• Work item
Your answer should be the lines of the data below that contain "coaster".
★ ★ ★ ★
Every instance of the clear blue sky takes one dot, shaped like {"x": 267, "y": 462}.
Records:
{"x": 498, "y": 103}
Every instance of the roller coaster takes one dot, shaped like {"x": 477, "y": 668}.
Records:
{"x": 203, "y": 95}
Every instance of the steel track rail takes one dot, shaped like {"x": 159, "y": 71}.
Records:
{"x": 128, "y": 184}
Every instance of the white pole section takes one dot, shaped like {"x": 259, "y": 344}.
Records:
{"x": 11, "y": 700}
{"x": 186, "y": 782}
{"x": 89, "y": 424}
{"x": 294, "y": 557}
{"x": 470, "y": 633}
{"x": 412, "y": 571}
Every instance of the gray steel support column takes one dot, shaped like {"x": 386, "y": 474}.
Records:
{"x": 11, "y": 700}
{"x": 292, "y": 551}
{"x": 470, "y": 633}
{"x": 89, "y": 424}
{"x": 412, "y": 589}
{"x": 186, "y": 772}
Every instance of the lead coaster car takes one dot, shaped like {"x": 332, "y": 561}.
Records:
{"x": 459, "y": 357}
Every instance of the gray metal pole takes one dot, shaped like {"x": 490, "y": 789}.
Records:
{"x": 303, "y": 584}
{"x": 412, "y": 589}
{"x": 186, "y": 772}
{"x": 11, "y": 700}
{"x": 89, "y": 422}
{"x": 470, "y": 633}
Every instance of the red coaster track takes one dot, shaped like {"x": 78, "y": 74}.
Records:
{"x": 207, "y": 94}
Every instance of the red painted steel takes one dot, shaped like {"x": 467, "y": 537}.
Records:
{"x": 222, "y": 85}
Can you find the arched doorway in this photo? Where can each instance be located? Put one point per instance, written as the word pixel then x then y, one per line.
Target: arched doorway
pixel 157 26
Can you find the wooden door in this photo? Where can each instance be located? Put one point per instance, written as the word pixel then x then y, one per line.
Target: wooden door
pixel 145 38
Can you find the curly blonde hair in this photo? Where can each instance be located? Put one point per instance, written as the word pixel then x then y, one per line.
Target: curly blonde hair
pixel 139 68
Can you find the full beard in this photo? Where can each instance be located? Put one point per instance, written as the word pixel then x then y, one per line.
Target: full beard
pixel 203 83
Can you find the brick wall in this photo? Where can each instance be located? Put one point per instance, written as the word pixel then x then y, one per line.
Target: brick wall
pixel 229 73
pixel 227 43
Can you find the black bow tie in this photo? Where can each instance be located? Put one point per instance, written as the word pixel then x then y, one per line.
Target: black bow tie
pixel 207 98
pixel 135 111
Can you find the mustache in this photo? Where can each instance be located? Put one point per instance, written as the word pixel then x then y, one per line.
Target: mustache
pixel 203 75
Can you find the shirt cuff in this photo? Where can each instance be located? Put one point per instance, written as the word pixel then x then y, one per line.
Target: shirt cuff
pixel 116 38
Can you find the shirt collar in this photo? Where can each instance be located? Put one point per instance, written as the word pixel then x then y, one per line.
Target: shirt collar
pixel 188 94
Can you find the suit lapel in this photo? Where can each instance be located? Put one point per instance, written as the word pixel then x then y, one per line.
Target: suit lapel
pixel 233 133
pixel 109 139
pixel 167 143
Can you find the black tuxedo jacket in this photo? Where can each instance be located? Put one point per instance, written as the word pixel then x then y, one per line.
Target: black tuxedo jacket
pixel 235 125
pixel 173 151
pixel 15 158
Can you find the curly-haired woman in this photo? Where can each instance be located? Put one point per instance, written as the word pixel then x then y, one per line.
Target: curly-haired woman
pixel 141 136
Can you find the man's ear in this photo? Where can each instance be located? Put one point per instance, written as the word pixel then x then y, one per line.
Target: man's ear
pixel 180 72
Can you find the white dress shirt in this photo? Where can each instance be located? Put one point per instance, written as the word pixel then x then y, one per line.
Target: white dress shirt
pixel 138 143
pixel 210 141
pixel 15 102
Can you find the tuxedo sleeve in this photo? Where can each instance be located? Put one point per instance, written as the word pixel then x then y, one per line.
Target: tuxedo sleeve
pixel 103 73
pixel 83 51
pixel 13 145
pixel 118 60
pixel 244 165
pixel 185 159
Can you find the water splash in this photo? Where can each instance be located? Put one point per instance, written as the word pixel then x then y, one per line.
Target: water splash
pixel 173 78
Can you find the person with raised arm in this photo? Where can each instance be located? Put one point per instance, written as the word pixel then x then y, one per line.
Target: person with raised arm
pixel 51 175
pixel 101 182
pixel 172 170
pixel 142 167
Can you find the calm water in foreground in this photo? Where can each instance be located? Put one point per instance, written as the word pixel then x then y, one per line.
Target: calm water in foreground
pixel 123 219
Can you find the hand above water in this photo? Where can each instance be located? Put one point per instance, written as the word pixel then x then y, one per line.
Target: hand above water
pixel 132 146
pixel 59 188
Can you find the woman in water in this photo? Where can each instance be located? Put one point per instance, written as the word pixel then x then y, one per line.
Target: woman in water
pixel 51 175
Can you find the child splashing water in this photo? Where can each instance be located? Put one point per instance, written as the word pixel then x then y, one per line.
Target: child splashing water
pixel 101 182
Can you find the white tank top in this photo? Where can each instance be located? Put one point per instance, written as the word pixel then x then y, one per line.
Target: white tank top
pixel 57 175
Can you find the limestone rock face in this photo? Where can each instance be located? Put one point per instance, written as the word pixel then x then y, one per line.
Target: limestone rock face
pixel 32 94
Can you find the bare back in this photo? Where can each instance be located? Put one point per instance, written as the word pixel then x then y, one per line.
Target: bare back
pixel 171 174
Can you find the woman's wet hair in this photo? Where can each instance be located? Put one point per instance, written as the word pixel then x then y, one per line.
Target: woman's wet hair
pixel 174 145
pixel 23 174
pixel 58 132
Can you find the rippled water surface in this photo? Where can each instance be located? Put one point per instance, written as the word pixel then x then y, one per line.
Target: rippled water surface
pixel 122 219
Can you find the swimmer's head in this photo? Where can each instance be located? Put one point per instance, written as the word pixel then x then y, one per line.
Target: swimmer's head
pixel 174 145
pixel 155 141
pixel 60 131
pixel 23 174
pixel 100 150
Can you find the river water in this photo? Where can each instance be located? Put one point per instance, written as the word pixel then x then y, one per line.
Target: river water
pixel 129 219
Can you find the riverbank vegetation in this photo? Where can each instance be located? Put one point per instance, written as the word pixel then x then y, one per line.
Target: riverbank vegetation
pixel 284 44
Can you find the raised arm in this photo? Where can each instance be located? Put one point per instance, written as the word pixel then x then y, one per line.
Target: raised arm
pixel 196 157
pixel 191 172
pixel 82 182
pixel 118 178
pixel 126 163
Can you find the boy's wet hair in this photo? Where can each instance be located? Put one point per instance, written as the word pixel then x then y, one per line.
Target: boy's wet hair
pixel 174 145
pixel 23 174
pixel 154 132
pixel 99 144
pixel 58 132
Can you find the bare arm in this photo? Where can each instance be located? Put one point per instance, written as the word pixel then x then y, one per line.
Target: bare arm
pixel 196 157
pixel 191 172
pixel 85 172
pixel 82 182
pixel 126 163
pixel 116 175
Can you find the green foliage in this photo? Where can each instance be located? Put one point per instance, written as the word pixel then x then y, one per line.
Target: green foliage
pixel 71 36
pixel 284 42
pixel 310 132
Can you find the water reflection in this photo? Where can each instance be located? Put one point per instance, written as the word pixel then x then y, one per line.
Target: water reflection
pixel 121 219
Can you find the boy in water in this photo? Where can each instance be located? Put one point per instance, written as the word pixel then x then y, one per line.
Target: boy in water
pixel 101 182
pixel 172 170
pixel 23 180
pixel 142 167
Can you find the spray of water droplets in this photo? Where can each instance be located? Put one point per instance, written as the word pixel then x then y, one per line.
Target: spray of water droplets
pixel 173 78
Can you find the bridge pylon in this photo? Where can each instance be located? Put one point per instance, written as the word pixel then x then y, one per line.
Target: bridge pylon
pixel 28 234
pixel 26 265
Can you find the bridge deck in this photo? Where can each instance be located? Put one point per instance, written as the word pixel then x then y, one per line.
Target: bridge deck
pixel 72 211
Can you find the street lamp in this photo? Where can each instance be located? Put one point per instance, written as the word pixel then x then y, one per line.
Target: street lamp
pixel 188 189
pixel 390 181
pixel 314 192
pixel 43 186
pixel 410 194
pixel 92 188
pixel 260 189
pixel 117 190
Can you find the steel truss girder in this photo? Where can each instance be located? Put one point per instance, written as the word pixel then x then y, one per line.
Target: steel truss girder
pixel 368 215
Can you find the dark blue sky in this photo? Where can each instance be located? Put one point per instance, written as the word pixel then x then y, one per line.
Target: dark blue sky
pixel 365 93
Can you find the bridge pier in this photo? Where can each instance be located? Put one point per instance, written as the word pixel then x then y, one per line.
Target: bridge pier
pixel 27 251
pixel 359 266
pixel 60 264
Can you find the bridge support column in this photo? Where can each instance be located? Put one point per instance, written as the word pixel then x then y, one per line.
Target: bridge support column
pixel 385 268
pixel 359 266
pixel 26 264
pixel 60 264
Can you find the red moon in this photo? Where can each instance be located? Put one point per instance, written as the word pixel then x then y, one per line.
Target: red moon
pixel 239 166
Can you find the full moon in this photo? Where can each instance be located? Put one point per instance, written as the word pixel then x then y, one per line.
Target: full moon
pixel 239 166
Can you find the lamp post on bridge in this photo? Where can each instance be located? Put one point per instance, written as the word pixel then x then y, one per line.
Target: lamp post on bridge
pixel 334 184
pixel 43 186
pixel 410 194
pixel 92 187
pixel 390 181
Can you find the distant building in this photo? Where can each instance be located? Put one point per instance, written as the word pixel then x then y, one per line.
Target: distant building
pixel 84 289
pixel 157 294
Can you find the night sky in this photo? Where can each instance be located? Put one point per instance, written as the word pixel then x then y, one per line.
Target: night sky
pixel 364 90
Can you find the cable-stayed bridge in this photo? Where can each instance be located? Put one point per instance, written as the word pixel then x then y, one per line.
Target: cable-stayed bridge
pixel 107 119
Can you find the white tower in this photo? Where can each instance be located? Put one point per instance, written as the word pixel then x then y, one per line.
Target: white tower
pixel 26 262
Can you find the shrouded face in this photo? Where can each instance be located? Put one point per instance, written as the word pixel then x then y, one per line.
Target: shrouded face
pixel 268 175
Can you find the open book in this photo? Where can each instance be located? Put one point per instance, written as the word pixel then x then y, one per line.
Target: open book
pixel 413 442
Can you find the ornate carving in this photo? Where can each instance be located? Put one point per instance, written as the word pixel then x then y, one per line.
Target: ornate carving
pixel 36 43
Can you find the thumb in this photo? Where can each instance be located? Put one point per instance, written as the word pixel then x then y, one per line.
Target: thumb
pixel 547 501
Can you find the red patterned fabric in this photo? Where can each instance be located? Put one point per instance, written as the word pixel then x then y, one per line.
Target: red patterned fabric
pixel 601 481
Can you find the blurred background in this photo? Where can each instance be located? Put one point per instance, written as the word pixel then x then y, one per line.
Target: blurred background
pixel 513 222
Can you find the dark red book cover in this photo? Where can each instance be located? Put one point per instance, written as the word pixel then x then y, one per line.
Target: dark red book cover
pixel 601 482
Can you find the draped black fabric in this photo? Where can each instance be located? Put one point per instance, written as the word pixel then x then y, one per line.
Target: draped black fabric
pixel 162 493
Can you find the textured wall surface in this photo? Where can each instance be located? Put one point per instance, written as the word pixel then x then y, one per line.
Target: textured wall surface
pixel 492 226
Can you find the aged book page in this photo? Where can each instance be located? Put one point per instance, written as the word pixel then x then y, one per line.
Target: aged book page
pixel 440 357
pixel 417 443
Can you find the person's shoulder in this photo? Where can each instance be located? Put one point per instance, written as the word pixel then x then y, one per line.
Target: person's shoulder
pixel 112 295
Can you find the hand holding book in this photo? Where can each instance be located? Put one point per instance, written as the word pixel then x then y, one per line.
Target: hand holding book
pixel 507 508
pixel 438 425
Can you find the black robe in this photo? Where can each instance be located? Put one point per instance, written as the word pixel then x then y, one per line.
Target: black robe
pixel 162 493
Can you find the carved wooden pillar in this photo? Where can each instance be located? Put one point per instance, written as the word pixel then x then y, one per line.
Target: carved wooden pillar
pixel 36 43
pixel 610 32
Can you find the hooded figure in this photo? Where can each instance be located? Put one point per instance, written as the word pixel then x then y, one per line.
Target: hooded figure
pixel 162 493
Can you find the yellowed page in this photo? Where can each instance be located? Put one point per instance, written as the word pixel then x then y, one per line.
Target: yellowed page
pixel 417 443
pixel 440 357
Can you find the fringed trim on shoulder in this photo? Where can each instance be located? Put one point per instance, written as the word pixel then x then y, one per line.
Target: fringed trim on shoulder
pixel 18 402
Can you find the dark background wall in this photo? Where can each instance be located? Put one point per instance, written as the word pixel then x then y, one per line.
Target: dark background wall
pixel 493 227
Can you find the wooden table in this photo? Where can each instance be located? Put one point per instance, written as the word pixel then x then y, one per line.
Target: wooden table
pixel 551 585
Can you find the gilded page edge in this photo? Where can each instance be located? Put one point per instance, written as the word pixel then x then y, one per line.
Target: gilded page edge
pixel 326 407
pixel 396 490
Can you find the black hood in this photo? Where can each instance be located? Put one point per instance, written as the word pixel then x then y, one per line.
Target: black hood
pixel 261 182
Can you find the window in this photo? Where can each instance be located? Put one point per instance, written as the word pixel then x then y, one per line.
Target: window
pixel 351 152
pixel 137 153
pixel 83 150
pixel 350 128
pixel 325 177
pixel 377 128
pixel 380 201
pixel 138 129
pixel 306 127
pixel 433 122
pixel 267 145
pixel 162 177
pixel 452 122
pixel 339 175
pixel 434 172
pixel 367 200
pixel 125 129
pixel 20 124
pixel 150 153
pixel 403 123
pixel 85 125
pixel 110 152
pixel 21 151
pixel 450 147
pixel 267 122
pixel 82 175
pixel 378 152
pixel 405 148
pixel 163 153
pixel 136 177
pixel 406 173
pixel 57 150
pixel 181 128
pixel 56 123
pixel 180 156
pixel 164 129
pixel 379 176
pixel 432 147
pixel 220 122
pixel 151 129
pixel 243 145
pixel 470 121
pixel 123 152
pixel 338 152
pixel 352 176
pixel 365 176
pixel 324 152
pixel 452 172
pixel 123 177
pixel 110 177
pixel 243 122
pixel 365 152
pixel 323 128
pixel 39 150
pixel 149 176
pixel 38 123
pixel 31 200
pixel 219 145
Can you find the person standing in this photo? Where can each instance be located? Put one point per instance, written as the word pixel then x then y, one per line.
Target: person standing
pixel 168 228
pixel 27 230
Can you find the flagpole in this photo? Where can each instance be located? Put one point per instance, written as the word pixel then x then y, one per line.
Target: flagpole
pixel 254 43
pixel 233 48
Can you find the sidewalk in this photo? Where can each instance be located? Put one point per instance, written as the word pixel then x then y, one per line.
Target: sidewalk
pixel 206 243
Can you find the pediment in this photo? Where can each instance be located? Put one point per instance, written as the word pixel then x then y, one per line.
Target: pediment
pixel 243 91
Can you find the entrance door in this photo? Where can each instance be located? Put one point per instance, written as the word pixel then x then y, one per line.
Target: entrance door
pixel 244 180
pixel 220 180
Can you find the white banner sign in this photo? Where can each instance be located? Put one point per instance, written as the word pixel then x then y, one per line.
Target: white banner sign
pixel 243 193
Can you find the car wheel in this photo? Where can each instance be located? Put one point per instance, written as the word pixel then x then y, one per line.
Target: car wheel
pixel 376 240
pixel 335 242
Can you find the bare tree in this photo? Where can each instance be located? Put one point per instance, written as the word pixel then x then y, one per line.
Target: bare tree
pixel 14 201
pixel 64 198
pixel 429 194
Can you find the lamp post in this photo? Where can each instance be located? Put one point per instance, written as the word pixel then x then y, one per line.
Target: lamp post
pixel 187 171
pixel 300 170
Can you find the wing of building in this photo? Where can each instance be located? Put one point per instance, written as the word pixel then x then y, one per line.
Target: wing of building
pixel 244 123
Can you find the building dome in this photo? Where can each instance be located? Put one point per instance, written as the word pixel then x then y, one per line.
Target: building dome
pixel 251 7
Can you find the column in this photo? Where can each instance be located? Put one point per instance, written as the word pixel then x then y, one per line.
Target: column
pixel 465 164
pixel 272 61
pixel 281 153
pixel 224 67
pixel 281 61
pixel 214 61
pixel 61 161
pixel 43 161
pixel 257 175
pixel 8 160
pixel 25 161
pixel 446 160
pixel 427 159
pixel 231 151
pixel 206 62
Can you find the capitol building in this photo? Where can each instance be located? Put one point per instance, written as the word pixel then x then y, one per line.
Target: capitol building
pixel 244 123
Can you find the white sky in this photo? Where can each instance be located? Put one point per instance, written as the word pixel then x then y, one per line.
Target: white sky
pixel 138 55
★ ★ ★ ★
• Solution to this exercise
Every instance of the roller coaster takes one dot, shaped like {"x": 477, "y": 668}.
Every instance of the lead coaster car takes one dot, shaped like {"x": 332, "y": 561}.
Every instance of the red coaster track takes one dot, shaped like {"x": 78, "y": 74}.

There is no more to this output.